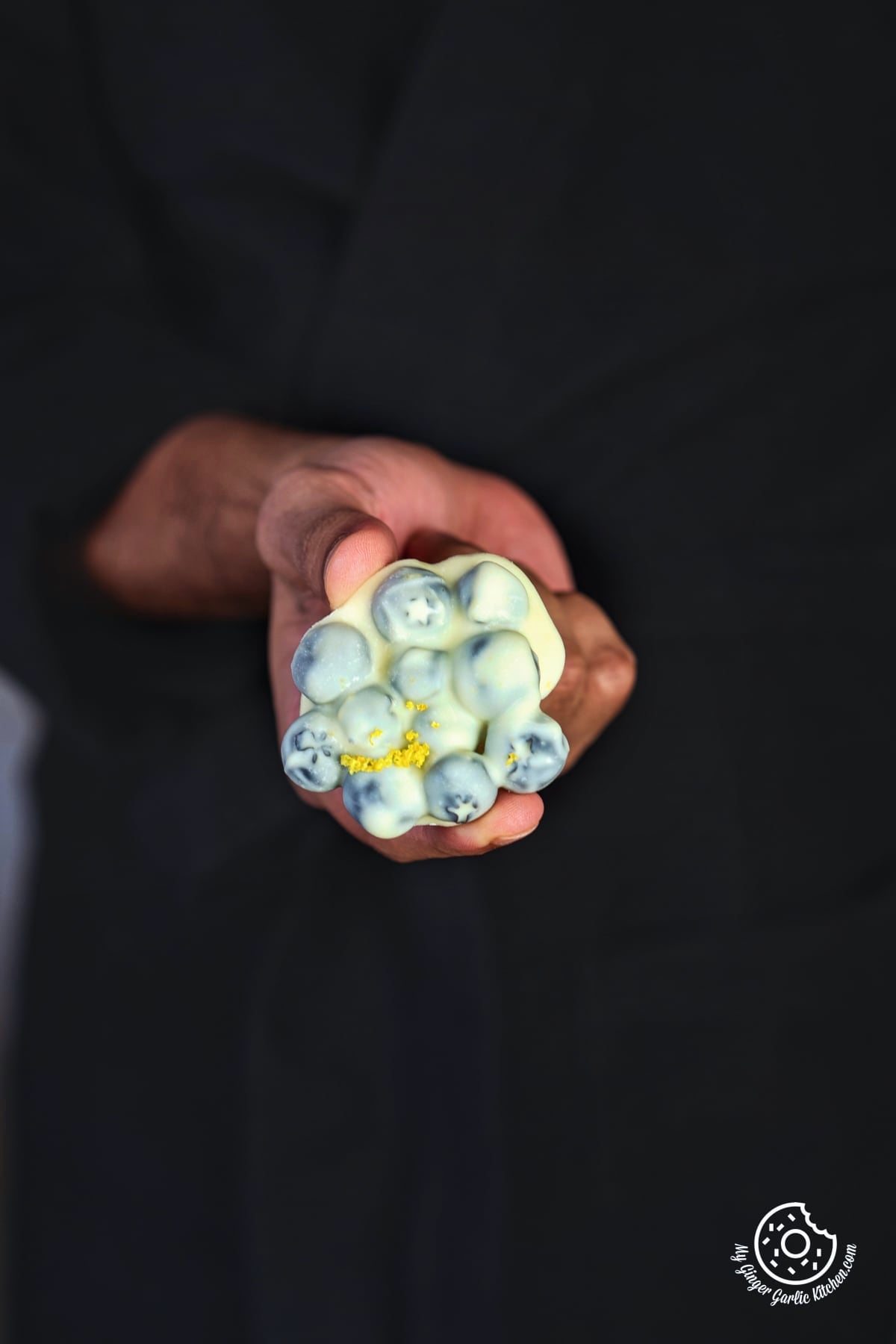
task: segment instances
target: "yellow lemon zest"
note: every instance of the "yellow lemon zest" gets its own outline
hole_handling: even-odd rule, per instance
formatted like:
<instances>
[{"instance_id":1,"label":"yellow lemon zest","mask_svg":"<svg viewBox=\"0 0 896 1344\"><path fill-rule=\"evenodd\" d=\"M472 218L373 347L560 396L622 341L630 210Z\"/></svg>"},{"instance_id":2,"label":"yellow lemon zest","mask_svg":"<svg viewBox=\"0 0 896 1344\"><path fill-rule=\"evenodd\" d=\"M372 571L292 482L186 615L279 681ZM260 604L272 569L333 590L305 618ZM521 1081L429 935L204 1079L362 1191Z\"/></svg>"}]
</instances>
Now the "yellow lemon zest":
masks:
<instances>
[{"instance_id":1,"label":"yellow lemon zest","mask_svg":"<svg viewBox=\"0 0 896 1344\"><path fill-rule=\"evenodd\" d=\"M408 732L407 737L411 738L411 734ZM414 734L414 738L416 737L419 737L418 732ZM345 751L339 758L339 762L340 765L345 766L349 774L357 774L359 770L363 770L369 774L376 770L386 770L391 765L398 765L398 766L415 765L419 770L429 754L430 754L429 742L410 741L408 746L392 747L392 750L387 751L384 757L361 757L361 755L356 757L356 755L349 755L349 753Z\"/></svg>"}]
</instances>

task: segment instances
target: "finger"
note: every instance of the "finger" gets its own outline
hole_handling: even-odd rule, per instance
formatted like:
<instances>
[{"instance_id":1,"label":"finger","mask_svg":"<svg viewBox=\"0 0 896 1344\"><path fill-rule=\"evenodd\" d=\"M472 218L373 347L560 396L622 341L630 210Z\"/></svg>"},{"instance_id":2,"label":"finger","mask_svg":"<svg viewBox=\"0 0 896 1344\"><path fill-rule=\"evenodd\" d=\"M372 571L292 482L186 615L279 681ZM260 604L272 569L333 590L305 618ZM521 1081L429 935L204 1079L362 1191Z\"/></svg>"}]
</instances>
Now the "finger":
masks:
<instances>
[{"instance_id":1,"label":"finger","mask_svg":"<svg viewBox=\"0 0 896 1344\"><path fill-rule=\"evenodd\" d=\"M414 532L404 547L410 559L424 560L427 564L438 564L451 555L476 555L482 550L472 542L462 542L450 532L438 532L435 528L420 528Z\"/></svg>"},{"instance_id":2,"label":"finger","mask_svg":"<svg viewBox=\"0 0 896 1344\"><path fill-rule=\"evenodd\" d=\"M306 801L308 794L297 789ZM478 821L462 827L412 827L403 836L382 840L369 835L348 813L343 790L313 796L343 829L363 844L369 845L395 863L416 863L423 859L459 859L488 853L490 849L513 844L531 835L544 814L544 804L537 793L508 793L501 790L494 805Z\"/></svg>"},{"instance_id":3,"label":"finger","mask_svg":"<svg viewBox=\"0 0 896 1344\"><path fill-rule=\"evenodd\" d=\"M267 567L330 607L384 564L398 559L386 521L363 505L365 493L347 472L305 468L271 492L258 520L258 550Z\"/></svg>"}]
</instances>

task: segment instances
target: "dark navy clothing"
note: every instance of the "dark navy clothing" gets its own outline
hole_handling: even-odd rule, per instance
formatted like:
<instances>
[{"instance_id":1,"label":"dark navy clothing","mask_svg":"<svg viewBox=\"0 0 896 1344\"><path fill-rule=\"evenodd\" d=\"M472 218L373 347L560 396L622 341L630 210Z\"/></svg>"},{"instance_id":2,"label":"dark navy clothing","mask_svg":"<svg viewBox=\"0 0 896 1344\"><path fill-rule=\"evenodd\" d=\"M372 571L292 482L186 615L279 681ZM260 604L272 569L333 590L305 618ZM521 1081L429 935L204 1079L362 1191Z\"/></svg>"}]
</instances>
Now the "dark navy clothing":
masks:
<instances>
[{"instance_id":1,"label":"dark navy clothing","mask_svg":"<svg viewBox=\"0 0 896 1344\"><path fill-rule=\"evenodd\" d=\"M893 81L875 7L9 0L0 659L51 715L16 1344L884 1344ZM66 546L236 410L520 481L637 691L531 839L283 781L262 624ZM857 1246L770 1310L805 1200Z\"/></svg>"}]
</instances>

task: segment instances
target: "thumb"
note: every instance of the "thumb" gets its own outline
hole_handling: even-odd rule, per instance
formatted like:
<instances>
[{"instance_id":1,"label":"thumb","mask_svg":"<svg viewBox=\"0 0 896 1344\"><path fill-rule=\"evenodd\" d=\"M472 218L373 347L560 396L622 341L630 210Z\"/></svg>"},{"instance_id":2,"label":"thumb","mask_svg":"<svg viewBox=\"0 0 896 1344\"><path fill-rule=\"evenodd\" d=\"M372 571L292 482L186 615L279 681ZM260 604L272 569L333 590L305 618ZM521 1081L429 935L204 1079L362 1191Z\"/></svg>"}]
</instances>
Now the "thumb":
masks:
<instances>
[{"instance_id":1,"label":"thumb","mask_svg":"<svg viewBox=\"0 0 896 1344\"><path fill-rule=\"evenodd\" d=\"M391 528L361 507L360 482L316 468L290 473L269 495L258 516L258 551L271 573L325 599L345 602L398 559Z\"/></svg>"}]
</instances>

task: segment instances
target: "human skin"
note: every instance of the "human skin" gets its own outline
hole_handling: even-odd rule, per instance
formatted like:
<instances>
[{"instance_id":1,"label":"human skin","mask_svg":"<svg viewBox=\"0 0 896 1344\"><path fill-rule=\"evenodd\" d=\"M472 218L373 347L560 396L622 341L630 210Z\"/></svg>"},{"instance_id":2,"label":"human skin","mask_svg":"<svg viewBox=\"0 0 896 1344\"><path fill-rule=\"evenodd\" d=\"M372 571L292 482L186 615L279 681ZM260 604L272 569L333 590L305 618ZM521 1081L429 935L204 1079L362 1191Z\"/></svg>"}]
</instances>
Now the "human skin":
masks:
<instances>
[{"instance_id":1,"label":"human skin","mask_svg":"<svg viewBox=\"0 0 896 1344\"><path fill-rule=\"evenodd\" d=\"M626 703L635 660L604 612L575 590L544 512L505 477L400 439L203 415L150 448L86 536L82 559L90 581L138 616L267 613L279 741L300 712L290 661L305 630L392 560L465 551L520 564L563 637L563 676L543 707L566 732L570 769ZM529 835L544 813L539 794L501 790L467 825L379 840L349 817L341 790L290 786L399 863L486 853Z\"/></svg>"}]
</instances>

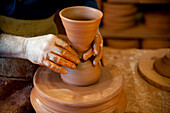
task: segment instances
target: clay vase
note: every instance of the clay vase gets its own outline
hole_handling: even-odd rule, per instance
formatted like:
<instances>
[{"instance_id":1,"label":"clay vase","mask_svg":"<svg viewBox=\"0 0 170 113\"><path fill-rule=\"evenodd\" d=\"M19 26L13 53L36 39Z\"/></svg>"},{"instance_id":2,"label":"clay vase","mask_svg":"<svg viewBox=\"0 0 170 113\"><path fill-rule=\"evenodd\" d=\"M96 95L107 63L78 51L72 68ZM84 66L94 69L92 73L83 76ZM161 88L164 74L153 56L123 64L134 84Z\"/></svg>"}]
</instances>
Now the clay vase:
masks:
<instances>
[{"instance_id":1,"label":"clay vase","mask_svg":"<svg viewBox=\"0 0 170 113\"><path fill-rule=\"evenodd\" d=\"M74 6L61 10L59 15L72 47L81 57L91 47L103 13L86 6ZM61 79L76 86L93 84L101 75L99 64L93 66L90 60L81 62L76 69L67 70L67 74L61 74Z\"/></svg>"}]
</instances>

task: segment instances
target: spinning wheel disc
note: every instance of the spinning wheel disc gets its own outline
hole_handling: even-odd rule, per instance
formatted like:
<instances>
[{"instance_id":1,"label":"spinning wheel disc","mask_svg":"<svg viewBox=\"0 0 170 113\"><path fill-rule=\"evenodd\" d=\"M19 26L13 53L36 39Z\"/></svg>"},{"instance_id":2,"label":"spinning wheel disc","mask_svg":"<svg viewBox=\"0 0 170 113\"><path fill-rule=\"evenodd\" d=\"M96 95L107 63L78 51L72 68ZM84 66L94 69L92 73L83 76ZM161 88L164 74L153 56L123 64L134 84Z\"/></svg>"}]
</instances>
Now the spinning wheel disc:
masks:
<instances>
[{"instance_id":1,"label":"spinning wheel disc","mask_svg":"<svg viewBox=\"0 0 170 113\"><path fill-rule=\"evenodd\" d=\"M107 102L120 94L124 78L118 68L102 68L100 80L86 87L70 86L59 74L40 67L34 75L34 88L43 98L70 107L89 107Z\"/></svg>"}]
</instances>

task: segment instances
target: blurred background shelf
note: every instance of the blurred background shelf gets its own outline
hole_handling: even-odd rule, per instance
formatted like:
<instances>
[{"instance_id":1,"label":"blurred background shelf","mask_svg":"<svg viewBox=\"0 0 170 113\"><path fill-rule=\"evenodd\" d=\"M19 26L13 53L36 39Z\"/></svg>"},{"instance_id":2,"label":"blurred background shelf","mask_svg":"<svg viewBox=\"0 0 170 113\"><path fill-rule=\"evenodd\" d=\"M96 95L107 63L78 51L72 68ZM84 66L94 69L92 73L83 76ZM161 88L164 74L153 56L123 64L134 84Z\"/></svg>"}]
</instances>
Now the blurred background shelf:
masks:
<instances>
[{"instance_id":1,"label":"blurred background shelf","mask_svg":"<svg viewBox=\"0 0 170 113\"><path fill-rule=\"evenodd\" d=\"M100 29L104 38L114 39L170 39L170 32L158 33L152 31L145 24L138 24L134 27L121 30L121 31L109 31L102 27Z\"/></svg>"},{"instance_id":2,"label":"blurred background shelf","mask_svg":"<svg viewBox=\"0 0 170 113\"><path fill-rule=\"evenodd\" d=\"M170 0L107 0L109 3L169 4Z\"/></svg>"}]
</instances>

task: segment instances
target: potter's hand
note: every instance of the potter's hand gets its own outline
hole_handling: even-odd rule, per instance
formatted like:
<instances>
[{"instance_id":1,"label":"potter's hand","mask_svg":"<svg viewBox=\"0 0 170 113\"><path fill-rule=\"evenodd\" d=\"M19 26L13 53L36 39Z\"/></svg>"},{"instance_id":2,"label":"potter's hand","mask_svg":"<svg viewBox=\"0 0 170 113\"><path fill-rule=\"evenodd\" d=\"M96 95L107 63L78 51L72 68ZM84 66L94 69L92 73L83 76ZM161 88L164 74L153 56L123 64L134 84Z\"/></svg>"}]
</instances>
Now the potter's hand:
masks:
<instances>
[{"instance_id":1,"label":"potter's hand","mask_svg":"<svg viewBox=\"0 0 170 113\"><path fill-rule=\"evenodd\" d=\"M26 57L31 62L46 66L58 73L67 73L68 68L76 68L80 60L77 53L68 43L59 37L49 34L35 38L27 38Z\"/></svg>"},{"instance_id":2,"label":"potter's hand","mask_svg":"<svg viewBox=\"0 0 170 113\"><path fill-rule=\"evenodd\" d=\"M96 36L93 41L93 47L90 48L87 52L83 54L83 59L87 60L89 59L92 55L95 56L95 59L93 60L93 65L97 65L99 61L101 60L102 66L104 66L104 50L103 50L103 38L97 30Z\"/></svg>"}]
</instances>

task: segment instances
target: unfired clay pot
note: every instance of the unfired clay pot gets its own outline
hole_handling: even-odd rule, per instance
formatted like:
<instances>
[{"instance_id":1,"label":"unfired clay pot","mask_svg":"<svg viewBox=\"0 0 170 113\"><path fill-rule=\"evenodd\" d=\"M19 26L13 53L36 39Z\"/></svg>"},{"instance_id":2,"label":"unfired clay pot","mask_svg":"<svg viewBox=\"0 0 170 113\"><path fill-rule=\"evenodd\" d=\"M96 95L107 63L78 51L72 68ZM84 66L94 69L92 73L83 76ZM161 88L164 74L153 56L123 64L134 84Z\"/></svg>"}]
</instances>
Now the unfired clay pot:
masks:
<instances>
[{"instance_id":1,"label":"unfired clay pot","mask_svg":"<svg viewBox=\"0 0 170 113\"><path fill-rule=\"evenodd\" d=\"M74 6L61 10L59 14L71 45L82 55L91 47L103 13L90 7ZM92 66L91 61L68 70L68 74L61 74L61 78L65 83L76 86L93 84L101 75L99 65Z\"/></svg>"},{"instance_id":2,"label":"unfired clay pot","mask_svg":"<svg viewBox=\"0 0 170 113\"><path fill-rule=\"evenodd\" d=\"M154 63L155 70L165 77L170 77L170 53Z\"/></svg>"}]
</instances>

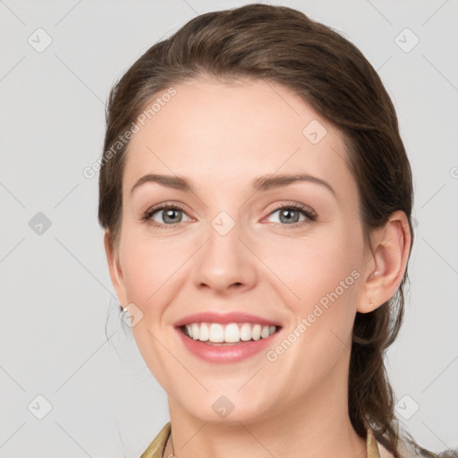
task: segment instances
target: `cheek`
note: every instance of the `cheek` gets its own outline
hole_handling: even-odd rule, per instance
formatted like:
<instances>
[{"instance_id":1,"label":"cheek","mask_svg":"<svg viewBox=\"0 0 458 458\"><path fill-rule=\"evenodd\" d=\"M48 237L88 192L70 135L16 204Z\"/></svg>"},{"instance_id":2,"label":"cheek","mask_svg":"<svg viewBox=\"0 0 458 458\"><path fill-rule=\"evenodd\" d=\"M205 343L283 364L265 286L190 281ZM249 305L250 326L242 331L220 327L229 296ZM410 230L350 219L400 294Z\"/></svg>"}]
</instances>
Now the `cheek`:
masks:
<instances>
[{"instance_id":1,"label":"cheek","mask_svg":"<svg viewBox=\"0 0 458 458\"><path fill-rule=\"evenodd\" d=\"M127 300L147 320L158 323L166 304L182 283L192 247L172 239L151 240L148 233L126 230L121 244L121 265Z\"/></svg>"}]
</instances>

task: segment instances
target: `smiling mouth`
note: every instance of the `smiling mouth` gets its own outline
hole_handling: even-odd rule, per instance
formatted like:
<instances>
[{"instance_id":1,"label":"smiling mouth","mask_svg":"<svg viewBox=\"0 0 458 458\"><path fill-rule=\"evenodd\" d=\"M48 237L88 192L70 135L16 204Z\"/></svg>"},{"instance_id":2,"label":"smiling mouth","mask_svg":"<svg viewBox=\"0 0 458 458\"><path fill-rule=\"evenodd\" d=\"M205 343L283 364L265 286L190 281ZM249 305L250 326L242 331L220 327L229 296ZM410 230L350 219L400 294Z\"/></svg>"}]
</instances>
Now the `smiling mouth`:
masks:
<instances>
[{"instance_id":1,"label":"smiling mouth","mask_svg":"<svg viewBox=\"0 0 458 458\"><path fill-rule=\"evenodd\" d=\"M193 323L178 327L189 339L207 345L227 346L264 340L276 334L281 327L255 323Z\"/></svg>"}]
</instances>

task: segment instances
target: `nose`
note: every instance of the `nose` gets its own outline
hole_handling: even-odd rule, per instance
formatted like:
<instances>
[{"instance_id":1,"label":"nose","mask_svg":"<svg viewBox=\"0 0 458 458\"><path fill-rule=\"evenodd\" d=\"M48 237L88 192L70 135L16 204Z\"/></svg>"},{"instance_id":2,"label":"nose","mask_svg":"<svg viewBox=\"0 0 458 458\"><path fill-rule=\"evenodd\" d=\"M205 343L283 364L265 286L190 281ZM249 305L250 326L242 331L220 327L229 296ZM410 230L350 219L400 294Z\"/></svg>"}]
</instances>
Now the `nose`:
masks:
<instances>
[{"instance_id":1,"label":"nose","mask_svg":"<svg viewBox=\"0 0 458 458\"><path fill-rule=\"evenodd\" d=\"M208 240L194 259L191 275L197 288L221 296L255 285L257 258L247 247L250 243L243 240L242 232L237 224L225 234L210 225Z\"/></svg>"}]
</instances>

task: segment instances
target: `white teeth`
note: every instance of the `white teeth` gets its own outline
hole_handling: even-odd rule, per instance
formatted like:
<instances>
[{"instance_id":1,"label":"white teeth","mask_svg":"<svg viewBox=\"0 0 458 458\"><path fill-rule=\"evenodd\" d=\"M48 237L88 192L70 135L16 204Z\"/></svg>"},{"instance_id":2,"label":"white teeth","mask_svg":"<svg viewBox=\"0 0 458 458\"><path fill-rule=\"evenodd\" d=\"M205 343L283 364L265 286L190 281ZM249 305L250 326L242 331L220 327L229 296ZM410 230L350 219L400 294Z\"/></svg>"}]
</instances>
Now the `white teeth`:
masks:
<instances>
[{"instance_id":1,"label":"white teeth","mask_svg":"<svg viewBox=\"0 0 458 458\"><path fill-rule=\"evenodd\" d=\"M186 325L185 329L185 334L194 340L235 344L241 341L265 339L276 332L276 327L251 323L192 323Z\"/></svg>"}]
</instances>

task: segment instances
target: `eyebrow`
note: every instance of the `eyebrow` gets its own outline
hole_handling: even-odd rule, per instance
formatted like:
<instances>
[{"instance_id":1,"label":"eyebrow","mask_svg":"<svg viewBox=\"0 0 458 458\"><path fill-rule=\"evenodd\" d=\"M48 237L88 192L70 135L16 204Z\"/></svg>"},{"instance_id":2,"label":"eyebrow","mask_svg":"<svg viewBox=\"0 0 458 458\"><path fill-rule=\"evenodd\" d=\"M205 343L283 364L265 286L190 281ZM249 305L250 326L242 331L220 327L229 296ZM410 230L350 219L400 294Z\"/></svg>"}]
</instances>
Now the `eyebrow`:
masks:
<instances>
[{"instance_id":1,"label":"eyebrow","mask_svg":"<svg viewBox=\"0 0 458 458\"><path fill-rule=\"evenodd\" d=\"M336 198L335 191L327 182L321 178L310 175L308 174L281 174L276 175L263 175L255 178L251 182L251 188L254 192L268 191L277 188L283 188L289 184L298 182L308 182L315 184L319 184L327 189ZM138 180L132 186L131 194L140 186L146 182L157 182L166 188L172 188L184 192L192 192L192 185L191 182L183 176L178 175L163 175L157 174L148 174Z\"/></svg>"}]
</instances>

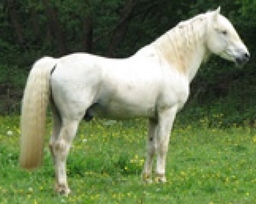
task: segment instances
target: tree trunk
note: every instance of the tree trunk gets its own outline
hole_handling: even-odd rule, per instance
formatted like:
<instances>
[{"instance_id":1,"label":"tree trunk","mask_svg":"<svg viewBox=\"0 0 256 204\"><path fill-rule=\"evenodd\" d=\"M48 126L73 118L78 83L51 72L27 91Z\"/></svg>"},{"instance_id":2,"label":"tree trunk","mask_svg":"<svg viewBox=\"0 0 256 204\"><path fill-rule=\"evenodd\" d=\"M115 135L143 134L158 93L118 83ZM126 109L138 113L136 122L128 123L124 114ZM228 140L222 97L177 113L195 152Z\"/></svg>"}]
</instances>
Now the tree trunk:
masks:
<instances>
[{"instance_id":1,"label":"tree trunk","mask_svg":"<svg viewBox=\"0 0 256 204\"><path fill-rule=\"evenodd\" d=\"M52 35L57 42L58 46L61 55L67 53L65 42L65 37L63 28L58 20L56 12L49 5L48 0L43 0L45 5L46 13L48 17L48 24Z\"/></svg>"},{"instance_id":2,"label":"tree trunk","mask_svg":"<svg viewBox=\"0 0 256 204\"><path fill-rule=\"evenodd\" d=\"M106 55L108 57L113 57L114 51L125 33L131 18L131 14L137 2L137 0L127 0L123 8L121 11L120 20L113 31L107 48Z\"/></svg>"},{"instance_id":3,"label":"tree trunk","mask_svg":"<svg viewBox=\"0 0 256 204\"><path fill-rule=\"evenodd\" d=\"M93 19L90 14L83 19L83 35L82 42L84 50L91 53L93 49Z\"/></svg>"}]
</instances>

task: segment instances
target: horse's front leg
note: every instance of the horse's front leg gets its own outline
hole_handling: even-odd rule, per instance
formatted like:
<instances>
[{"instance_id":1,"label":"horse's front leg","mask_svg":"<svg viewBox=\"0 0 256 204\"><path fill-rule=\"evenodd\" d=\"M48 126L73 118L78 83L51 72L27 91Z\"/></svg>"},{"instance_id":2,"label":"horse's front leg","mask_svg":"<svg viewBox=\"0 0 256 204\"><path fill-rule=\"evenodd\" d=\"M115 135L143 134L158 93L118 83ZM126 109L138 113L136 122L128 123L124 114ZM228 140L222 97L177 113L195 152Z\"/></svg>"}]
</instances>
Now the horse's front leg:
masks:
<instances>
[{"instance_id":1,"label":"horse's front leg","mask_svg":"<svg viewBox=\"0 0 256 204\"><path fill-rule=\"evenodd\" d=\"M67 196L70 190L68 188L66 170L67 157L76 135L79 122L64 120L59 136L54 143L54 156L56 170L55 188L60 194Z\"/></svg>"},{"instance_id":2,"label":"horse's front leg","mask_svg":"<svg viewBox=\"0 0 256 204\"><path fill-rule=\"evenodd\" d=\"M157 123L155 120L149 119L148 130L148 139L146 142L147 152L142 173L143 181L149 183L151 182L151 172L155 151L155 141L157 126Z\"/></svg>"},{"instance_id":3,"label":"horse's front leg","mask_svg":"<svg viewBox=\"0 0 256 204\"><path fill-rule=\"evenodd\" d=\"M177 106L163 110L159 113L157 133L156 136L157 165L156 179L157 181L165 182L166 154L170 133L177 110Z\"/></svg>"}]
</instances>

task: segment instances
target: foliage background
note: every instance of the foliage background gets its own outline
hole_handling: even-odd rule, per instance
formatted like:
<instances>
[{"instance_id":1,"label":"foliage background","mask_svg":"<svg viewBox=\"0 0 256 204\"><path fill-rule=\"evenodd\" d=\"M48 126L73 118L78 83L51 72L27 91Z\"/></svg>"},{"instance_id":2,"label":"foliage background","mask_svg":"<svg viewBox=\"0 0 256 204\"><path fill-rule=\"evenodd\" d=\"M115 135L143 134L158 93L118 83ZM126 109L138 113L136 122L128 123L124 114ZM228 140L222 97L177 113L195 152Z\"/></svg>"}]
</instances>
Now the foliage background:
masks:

==*==

__Problem__:
Report every line above that contains the word "potter", matching case exactly.

__Result of the exercise__:
target: potter's hand
note: every instance of the potter's hand gets its own outline
[{"instance_id":1,"label":"potter's hand","mask_svg":"<svg viewBox=\"0 0 170 113\"><path fill-rule=\"evenodd\" d=\"M19 26L13 53L36 39Z\"/></svg>"},{"instance_id":2,"label":"potter's hand","mask_svg":"<svg viewBox=\"0 0 170 113\"><path fill-rule=\"evenodd\" d=\"M96 95L107 63L78 51L72 68ZM84 66L94 69L92 73L83 76ZM161 88L164 74L153 56L123 64L134 84Z\"/></svg>"}]
Now the potter's hand:
[{"instance_id":1,"label":"potter's hand","mask_svg":"<svg viewBox=\"0 0 170 113\"><path fill-rule=\"evenodd\" d=\"M26 57L31 62L46 66L58 73L67 73L68 68L76 68L80 60L77 53L68 43L59 37L49 34L35 38L27 38Z\"/></svg>"},{"instance_id":2,"label":"potter's hand","mask_svg":"<svg viewBox=\"0 0 170 113\"><path fill-rule=\"evenodd\" d=\"M96 36L93 41L93 47L90 48L87 52L83 54L83 59L87 60L89 59L92 55L95 56L95 59L93 60L93 65L97 65L99 61L101 60L102 66L104 66L104 50L103 50L103 38L97 30Z\"/></svg>"}]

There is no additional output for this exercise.